Приведённый текст
У Николая внутри оказались и стойкость, и благородство, и мужество, и честь. Вроде бы обычный дворянский набор. Но это слишком поверхностное суждение. В ослепляюще ярком, беспощадном и циничном свете революции его тяжелый характер и закомплексованность, его тихое упрямство оказались просто серьезностью. Тою серьезностью, которая в его среде считалась уже почти неприличной. Серьезность Николая была естественной и непринужденной настолько, что ее можно было принять за какие-то особенности его характера. Он "всего-навсего" всерьез относился к своему царскому служению и всерьез верил в Бога и во Христа Его. И только!

Эта серьезность в отношении веры и служения является ключом к пониманию "формулы" святости последнего Императора, явившего нам образ святости последнего времени.

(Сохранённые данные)

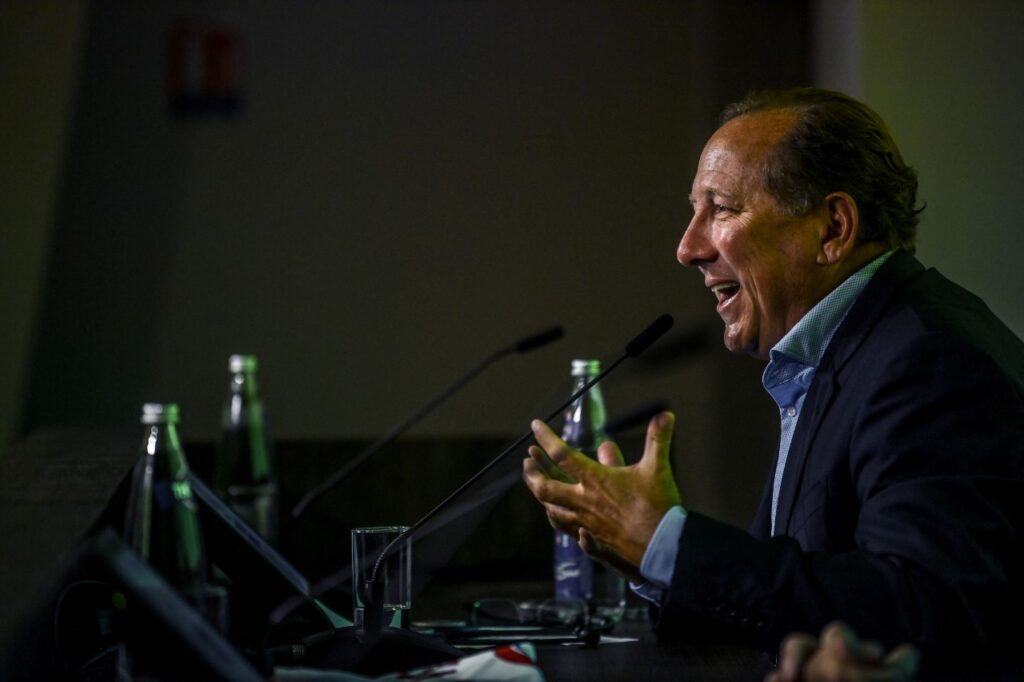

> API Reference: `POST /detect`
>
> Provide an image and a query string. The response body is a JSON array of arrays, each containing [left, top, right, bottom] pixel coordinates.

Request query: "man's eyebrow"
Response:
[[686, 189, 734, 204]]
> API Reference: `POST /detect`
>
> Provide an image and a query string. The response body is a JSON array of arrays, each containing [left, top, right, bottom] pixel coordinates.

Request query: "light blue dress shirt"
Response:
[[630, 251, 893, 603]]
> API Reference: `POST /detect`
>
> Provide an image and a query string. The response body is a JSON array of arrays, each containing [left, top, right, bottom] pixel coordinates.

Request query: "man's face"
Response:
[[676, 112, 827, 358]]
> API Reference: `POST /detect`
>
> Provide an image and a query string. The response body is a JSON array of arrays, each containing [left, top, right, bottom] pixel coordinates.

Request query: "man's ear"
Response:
---
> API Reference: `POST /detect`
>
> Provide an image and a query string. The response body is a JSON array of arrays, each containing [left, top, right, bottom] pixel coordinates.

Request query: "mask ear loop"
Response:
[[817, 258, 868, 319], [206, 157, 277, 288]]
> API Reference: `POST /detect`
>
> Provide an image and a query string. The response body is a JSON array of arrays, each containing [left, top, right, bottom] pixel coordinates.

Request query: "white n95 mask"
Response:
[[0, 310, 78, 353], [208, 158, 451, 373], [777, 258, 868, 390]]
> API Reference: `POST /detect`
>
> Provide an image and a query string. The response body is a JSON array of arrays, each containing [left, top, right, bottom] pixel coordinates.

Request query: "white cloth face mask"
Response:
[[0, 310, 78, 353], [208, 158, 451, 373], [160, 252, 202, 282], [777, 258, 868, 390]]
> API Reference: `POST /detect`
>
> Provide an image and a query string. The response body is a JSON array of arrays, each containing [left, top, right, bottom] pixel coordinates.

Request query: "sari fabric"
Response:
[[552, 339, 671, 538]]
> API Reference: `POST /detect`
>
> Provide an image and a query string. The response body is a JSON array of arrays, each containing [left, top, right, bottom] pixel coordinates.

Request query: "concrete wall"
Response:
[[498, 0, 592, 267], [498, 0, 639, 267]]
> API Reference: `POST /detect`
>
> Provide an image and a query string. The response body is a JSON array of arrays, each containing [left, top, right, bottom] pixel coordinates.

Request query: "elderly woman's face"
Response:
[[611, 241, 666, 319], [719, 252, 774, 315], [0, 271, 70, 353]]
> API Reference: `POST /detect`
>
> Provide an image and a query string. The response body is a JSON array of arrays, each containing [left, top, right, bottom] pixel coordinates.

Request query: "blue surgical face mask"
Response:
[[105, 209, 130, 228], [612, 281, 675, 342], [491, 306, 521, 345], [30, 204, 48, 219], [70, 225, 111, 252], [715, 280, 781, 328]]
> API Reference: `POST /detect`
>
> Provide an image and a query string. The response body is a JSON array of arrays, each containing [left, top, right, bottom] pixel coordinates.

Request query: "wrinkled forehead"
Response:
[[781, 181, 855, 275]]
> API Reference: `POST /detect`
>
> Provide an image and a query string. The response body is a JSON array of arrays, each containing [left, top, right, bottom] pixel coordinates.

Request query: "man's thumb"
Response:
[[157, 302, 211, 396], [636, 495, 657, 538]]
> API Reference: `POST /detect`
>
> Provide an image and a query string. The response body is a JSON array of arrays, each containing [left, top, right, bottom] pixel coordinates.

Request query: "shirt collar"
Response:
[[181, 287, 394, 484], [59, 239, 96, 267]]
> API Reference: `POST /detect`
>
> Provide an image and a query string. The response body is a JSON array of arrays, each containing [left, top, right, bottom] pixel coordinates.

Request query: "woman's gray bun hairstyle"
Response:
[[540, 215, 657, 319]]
...
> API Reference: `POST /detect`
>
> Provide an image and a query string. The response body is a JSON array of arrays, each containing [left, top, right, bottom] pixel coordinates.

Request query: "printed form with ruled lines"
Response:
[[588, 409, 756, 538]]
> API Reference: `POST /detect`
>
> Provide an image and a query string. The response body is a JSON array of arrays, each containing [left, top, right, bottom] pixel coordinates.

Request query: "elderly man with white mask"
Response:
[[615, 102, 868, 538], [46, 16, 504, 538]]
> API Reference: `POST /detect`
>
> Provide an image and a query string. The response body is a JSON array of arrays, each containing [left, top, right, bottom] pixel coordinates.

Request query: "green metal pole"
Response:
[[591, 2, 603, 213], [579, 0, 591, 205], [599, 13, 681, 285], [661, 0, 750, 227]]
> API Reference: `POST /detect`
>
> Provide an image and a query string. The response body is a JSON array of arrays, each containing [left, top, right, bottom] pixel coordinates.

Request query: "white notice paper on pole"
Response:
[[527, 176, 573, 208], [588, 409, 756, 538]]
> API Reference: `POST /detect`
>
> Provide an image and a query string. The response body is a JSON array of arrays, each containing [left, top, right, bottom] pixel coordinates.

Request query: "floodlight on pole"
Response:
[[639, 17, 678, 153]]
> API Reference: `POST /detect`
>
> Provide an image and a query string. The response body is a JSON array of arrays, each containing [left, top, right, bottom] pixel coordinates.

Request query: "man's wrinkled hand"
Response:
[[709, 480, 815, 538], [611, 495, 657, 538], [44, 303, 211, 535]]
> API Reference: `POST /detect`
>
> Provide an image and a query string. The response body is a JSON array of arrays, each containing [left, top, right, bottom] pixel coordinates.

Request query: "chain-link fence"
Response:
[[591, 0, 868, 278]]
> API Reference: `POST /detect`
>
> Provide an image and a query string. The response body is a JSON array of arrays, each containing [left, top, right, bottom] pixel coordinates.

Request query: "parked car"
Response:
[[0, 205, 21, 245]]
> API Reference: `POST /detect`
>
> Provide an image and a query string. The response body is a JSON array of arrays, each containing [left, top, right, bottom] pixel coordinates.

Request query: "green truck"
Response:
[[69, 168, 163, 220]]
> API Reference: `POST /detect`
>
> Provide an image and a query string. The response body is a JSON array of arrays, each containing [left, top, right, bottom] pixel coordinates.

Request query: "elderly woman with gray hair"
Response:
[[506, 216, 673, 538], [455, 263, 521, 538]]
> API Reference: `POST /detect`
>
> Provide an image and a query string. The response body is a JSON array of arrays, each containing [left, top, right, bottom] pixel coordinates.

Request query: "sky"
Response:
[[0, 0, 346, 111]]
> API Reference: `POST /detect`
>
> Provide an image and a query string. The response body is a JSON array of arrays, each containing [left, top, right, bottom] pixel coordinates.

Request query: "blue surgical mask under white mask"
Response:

Список заданий
1. Выпишите из текста о Николае все качества, которые, согласно его первому предложению, оказались у Николая внутри.
2. Перепишите из текста о Николае фрагмент, начиная со слов «Эта серьезность в» и заканчивая словами «святости последнего времени.».

Ответы по порядку
1. стойкость, благородство, мужество, честь

2.
Эта серьезность в отношении веры и служения является ключом к пониманию "формулы" святости последнего Императора, явившего нам образ святости последнего времени.